====== Seçilen metin

Sonunda olan oldu, ey okur: Tek kutuplu bir dünyamız var artık diyebiliriz. Çok değil sadece birkaç
yıl sonra uydudan çekilen fotoğraflarda bir bakacağız: yoook! Yazları
Kuzey Kutbu’nda herhangi bir beyazlık olmayacak artık. Yaz buzları bir
daha sonsuza kadar geri gelmemek üzere eriyip gitmiş olacak. Ağustos’un
son haftasında Kuzey Buz Denizi'ndeki buzlar, en düşük seviyesine
varmalarına daha üç hafta kala, erime rekorunu kırdılar bile: Önceki
rekorun kırıldığı 2007 yılından yüzde 50 daha büyük bir erime oranı var!
Bundan sonrası ise, hani nasıl derler, hep yokuş aşağı!
Kuzey
Buz Denizi'nde 1979-2010 yılarının Ağustos aylarındaki buz tabakasının
genişliğini karşılaştıran uydu fotoğrafı. (Tturuncu çizgi 1970 yılındaki
sınırları gösteriyor. Kaynak: National Geographic)

============
====== Veri kümesi kesiti

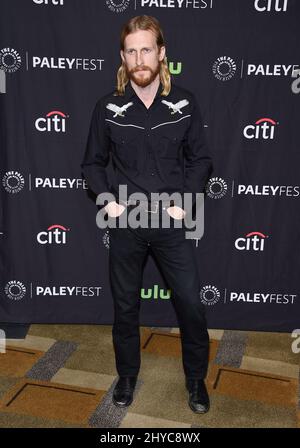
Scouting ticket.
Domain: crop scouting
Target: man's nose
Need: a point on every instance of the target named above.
(139, 59)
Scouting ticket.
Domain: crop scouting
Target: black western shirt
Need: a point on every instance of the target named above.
(158, 149)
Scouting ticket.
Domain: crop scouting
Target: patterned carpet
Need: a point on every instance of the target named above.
(64, 375)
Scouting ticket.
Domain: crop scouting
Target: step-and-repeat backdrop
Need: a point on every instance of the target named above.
(241, 59)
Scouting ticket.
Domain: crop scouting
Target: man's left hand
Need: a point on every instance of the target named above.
(176, 212)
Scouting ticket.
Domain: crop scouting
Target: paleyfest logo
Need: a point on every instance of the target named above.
(117, 5)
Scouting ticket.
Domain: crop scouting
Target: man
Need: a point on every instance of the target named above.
(154, 132)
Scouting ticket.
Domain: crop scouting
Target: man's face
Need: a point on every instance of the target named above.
(141, 57)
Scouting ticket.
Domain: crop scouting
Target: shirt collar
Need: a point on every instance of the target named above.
(130, 92)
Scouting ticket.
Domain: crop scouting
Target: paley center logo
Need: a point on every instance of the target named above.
(263, 128)
(209, 295)
(216, 188)
(10, 62)
(15, 290)
(55, 234)
(268, 190)
(54, 121)
(253, 241)
(224, 68)
(13, 181)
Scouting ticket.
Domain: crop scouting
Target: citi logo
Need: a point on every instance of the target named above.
(155, 293)
(263, 128)
(252, 241)
(55, 121)
(271, 5)
(55, 234)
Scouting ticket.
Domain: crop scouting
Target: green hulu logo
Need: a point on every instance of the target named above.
(155, 293)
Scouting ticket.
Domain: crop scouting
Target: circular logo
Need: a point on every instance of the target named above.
(13, 181)
(10, 60)
(224, 68)
(209, 295)
(216, 188)
(117, 5)
(15, 290)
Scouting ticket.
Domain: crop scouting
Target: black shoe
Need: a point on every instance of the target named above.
(123, 391)
(198, 396)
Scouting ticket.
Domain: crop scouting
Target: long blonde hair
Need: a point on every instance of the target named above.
(150, 23)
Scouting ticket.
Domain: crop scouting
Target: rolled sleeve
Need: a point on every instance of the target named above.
(197, 155)
(96, 157)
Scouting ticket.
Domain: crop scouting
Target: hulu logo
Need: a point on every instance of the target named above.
(155, 293)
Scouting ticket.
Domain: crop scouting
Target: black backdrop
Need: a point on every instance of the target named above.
(238, 56)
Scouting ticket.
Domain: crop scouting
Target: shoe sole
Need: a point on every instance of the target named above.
(125, 405)
(197, 411)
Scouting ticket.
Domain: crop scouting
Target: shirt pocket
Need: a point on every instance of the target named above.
(125, 147)
(170, 145)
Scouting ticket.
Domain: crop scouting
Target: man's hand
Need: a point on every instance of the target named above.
(114, 209)
(176, 212)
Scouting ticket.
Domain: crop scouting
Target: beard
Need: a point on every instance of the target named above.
(144, 79)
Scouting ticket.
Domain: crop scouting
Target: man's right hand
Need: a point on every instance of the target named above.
(114, 209)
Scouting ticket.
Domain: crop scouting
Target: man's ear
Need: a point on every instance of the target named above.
(162, 52)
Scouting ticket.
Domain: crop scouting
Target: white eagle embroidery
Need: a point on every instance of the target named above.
(176, 107)
(118, 110)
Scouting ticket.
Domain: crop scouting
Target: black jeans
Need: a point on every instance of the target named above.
(176, 257)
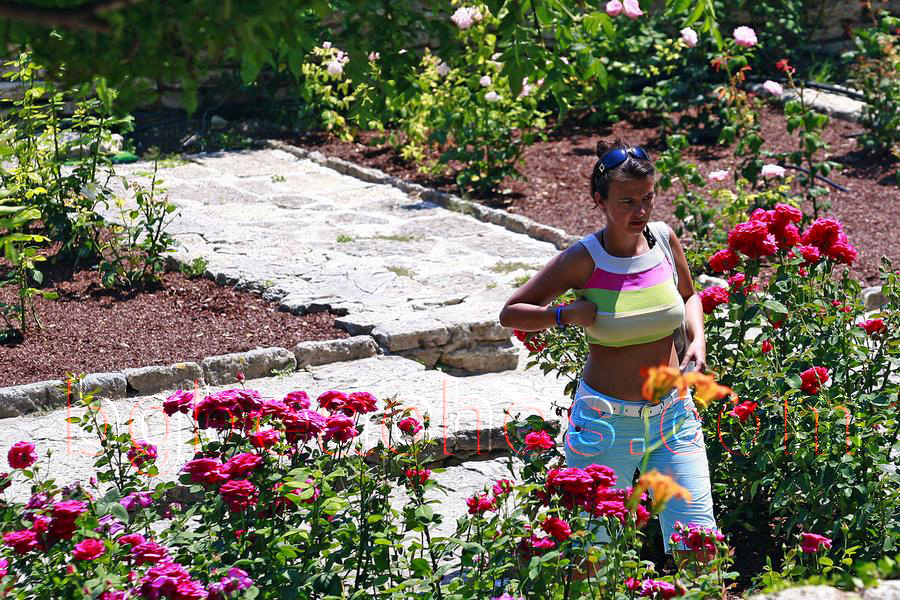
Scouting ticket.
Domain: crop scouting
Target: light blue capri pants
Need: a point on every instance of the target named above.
(673, 439)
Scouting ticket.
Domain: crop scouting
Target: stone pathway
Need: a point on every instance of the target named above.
(426, 283)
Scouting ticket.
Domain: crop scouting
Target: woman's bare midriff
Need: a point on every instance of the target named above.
(617, 371)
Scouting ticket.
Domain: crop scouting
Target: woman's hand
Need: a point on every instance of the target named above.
(581, 312)
(696, 352)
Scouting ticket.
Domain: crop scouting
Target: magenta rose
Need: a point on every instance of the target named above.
(88, 549)
(22, 455)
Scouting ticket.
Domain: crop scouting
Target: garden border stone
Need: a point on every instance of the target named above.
(315, 353)
(836, 105)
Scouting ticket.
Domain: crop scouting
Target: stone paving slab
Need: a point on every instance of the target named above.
(467, 413)
(312, 239)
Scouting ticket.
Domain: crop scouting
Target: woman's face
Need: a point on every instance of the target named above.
(629, 204)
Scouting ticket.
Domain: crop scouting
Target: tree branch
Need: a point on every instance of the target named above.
(88, 17)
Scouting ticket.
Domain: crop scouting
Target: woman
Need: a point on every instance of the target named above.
(630, 307)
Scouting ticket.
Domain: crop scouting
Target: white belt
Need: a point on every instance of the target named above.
(627, 409)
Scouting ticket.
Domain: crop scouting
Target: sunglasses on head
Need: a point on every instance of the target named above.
(616, 157)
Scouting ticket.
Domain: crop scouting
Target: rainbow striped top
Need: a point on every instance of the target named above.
(636, 296)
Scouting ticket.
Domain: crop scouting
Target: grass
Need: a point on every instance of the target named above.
(520, 280)
(509, 267)
(401, 271)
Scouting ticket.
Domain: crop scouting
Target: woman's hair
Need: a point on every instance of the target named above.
(632, 168)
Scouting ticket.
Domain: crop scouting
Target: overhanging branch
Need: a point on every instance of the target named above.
(88, 17)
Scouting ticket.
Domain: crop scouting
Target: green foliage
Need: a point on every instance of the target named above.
(22, 256)
(877, 74)
(134, 255)
(819, 460)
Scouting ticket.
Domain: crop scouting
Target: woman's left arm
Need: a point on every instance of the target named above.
(696, 349)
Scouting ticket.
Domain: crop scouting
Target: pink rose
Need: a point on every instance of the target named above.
(773, 88)
(465, 17)
(632, 9)
(744, 36)
(21, 455)
(689, 37)
(535, 441)
(772, 171)
(409, 426)
(88, 549)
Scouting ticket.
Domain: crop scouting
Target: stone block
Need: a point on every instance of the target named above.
(411, 333)
(483, 358)
(223, 369)
(425, 356)
(329, 351)
(150, 380)
(489, 330)
(22, 399)
(872, 298)
(105, 385)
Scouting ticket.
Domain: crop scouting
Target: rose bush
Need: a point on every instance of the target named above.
(310, 515)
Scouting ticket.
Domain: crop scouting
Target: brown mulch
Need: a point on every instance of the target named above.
(90, 330)
(558, 170)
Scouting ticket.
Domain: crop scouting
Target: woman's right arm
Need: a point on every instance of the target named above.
(529, 307)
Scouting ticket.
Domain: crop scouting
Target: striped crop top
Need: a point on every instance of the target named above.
(636, 296)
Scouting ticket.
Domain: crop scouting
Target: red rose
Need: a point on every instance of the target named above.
(753, 239)
(712, 297)
(22, 455)
(783, 65)
(785, 213)
(822, 233)
(557, 527)
(743, 410)
(842, 251)
(571, 479)
(503, 486)
(479, 504)
(409, 426)
(21, 541)
(361, 402)
(603, 476)
(205, 470)
(180, 401)
(812, 379)
(299, 400)
(811, 254)
(333, 401)
(64, 514)
(241, 465)
(149, 552)
(265, 438)
(873, 326)
(535, 441)
(339, 427)
(88, 549)
(418, 475)
(238, 495)
(723, 260)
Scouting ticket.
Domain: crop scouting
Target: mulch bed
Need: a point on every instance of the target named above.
(558, 170)
(89, 329)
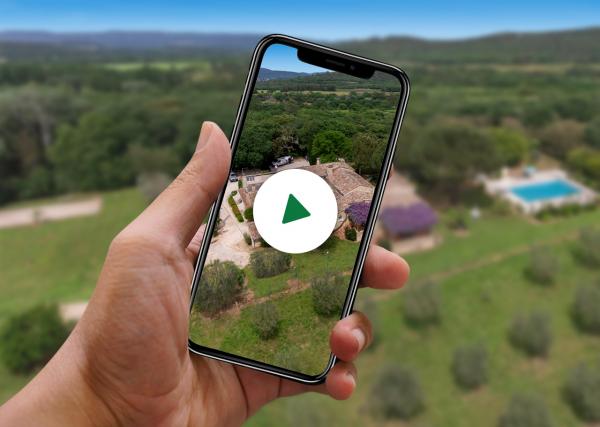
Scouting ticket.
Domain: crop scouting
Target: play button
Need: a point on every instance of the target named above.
(295, 211)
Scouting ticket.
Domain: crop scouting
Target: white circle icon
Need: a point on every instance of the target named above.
(295, 211)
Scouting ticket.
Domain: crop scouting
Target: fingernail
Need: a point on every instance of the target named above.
(205, 131)
(360, 337)
(351, 378)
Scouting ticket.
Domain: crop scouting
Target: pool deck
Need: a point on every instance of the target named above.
(503, 186)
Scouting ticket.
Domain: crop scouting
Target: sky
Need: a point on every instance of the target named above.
(281, 57)
(314, 19)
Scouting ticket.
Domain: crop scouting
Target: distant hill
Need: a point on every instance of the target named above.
(134, 40)
(553, 46)
(264, 74)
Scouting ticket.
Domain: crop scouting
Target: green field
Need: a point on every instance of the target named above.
(299, 324)
(483, 287)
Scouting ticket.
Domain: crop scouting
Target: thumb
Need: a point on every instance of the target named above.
(179, 210)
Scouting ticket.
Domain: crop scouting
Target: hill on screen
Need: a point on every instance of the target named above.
(266, 74)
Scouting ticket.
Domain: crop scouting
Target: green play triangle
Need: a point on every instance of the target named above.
(294, 210)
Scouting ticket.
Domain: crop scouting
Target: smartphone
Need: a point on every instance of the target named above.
(286, 240)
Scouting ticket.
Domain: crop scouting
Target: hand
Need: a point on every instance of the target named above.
(126, 361)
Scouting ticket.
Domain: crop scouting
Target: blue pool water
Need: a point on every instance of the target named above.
(544, 190)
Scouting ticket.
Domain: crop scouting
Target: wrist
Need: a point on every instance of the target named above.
(59, 395)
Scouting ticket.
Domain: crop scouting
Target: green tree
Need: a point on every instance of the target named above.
(513, 145)
(329, 145)
(531, 334)
(367, 153)
(255, 148)
(560, 137)
(396, 394)
(220, 286)
(447, 157)
(592, 133)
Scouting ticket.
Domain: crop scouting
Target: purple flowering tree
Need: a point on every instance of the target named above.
(358, 213)
(402, 221)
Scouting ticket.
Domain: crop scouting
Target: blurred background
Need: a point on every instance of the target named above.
(493, 200)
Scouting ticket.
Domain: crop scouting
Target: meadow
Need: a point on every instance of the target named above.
(114, 120)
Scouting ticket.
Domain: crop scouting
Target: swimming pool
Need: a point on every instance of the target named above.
(546, 190)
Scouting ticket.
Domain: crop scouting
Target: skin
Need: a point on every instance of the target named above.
(127, 363)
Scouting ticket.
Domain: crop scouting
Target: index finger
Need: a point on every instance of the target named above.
(384, 269)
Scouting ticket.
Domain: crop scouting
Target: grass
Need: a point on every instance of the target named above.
(58, 261)
(337, 258)
(479, 300)
(301, 343)
(478, 306)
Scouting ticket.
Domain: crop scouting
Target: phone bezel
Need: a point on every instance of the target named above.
(257, 56)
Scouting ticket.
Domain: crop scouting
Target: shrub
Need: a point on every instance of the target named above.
(269, 262)
(329, 244)
(422, 304)
(249, 214)
(586, 309)
(396, 394)
(358, 213)
(588, 249)
(350, 234)
(470, 366)
(401, 221)
(31, 338)
(328, 294)
(152, 184)
(235, 209)
(385, 243)
(531, 334)
(525, 411)
(265, 319)
(501, 207)
(543, 266)
(220, 286)
(458, 220)
(582, 392)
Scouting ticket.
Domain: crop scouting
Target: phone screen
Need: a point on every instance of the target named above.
(288, 233)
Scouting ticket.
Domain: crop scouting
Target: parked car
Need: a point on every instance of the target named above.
(282, 161)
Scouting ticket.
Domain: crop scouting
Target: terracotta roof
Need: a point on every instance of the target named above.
(348, 186)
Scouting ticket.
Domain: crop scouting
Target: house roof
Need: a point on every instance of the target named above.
(347, 185)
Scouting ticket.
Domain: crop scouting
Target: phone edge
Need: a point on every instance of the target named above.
(374, 211)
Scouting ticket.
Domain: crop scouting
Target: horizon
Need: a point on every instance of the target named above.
(23, 31)
(434, 20)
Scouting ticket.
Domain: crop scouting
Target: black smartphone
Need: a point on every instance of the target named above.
(286, 240)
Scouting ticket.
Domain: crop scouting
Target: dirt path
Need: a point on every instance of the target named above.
(52, 212)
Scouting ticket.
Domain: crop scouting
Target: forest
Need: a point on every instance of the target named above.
(499, 321)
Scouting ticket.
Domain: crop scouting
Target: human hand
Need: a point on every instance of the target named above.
(127, 362)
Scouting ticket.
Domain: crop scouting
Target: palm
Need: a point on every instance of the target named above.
(145, 355)
(127, 360)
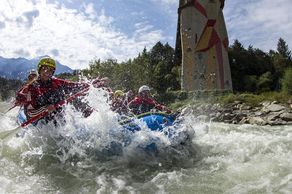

============

#### Alıştırma bölümleri:
1 > Kuzey Kutbu buzlarıyla ilgili metne göre aşağıdaki soruları yanıtlayın:
(a) Kuzey Buz Denizi'ndeki buzlar erime rekorunu hangi ayın hangi haftasında kırdı?
(b) Önceki erime rekoru hangi yıl kırılmıştı?
(c) Uydu fotoğrafının kaynağı olarak hangi yayın gösteriliyor?
2 > Kuzey Kutbu buzlarının erimesini anlatan metni, son cümlesinden sonra aynı üslupla sürdürün.
Kayıtlar başka bir kaynaktan alınmıştır.

#### Görevlere yanıtlar:
1 >
(a) Ağustos'un son haftasında.
(b) 2007 yılında.
(c) National Geographic.

2 >
Bilim
insanları defalarca anlatmışlardı bunu ama bir kez daha özetlemekte
sakınca yok herhalde: Kuzey Kutup bölgesi (Arktik), kuzey yarıkürenin
geri kalan kısmına göre iki kat hızlı ısınıyor. Orada iklim krizi
sürekli kendini yenileyip keskinleştiriyor çünkü: Örneğin, buz örtüsü
eridikçe alttaki koyu lacivert deniz açığa çıkıyor, daha önce o bembeyaz
buz yüzeyinin uzaya geri yansıttığı ısı yansımaz oluyor artık ve
emiliyor (massediliyor/absorption); böylece küresel ısınma hızlanıyor.
Kuyruğunu yiyen yılan gibi birşey yani.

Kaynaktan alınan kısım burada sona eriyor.